- _課題の説明_
多様性についての文章から、「多様性の森から〜いろいろであること〜」から「人が多いのではないかと思う。」までを一字一句そのまま書き写すこと。

- _引用文_
***

多様性の森から〜いろいろであること〜

 いま日本では、そこら中にものがあふれていて、実に多様な生き方ができるかのようにみえる。デパートの食料品売り場や小物売り場にあるもののかずはいくらくらいなのだろうかと思うほどである。いろいろな道具も売られていて、いろいろなものを作ろうと思えば素人にでもできるようになっている。あまりにものが多すぎて、何に使われるのかさえわからないものもたくさんある。我が家を見渡しても、じつにいろいろなものが所狭しとおかれている。もし我が家が火山の大噴火か何かで埋もれてしまい、それを二千年後の考古学者が発掘したとすればどうだろう。コップ、スプーン、皿、はさみなど、二千年後の考古学者にもそれがなんだかわかりそうなものもあるが、何のためのものだかさっぱりわからないだろうと思われるものも多い。ケータイはじめその充電器、爪切り、オーディオ機器のリモコン、CDのケース、菓子の袋に入っていた乾燥剤などなど。台所へ行けばもっとすごい。野菜の皮むき、レモン絞りなど、どれもこれも用途がさっぱり不明なものだらけである。少し前にはやった、ゆで卵を輪切りにする道具とか鮫皮のわさびおろしなどになると、若い世代には何をするものなのかわからないという人が多いのではないかと思う。

***

データ記録

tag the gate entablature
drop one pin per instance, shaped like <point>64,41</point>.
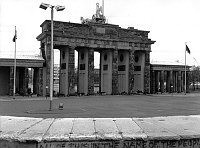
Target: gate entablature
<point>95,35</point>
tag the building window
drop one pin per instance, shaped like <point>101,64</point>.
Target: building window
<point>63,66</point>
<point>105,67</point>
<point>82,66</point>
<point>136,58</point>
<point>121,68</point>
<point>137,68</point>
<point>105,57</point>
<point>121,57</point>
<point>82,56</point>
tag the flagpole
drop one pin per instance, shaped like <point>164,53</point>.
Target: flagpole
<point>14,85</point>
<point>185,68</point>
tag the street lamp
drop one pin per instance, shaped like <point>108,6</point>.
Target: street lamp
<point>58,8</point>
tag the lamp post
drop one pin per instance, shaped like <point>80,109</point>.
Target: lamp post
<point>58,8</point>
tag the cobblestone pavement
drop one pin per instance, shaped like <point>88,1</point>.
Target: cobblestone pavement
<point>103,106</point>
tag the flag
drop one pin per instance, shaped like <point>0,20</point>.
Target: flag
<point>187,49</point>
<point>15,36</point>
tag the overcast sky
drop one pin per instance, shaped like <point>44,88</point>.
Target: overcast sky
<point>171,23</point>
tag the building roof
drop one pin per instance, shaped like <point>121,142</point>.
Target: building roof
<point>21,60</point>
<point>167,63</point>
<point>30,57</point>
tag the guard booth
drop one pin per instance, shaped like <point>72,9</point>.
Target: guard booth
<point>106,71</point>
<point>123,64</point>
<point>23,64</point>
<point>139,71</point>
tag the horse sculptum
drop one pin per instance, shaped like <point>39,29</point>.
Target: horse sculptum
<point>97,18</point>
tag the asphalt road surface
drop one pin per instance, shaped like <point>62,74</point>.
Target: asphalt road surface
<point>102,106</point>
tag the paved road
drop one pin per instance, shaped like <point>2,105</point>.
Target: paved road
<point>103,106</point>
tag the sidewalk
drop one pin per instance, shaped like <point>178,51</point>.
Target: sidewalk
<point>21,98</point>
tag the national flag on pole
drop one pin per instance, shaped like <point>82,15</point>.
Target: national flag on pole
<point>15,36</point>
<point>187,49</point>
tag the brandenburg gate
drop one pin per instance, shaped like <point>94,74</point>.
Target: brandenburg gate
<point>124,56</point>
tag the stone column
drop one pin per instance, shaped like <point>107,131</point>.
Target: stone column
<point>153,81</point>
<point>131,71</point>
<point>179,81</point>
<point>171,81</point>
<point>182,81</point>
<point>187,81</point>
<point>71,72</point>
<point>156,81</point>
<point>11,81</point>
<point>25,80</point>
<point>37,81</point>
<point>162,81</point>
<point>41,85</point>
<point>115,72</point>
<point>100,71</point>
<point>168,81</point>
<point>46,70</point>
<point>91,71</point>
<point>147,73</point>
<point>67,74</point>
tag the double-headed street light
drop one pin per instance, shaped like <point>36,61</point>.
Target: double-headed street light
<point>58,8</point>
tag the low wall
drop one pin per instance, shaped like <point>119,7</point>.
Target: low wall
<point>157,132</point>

***

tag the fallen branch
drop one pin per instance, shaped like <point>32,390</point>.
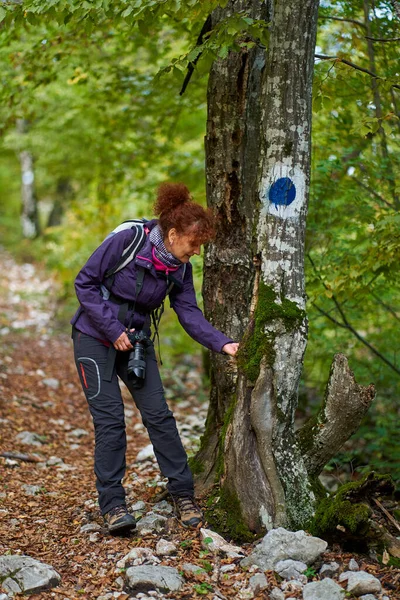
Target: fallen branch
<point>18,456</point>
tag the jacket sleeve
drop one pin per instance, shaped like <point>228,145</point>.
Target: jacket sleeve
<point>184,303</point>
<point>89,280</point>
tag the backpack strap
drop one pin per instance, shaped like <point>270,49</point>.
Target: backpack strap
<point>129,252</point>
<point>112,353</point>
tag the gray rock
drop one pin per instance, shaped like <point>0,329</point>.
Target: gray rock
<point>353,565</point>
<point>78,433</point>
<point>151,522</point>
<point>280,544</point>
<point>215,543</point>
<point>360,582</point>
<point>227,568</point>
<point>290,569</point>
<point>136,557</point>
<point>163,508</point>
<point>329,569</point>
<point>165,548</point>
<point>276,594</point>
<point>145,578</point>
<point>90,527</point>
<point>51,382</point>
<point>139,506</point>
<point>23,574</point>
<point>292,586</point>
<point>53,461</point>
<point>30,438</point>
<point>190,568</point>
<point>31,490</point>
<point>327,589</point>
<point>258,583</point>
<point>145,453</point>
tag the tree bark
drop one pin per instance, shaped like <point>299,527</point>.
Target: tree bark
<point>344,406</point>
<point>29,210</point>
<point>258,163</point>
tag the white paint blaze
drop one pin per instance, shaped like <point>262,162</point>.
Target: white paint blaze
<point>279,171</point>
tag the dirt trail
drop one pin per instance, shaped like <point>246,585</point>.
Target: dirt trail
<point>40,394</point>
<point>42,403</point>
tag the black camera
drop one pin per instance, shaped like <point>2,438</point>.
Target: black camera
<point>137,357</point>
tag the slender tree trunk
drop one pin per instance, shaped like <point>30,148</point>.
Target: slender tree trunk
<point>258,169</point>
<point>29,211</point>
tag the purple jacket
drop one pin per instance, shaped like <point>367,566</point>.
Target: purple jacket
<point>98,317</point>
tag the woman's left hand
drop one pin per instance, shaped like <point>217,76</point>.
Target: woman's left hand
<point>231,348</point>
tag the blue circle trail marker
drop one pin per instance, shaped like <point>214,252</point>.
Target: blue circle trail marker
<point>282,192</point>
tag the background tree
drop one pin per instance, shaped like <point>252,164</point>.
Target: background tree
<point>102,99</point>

***

- _完成した解答_
多様性の森から〜いろいろであること〜

 いま日本では、そこら中にものがあふれていて、実に多様な生き方ができるかのようにみえる。デパートの食料品売り場や小物売り場にあるもののかずはいくらくらいなのだろうかと思うほどである。いろいろな道具も売られていて、いろいろなものを作ろうと思えば素人にでもできるようになっている。あまりにものが多すぎて、何に使われるのかさえわからないものもたくさんある。我が家を見渡しても、じつにいろいろなものが所狭しとおかれている。もし我が家が火山の大噴火か何かで埋もれてしまい、それを二千年後の考古学者が発掘したとすればどうだろう。コップ、スプーン、皿、はさみなど、二千年後の考古学者にもそれがなんだかわかりそうなものもあるが、何のためのものだかさっぱりわからないだろうと思われるものも多い。ケータイはじめその充電器、爪切り、オーディオ機器のリモコン、CDのケース、菓子の袋に入っていた乾燥剤などなど。台所へ行けばもっとすごい。野菜の皮むき、レモン絞りなど、どれもこれも用途がさっぱり不明なものだらけである。少し前にはやった、ゆで卵を輪切りにする道具とか鮫皮のわさびおろしなどになると、若い世代には何をするものなのかわからないという人が多いのではないかと思う。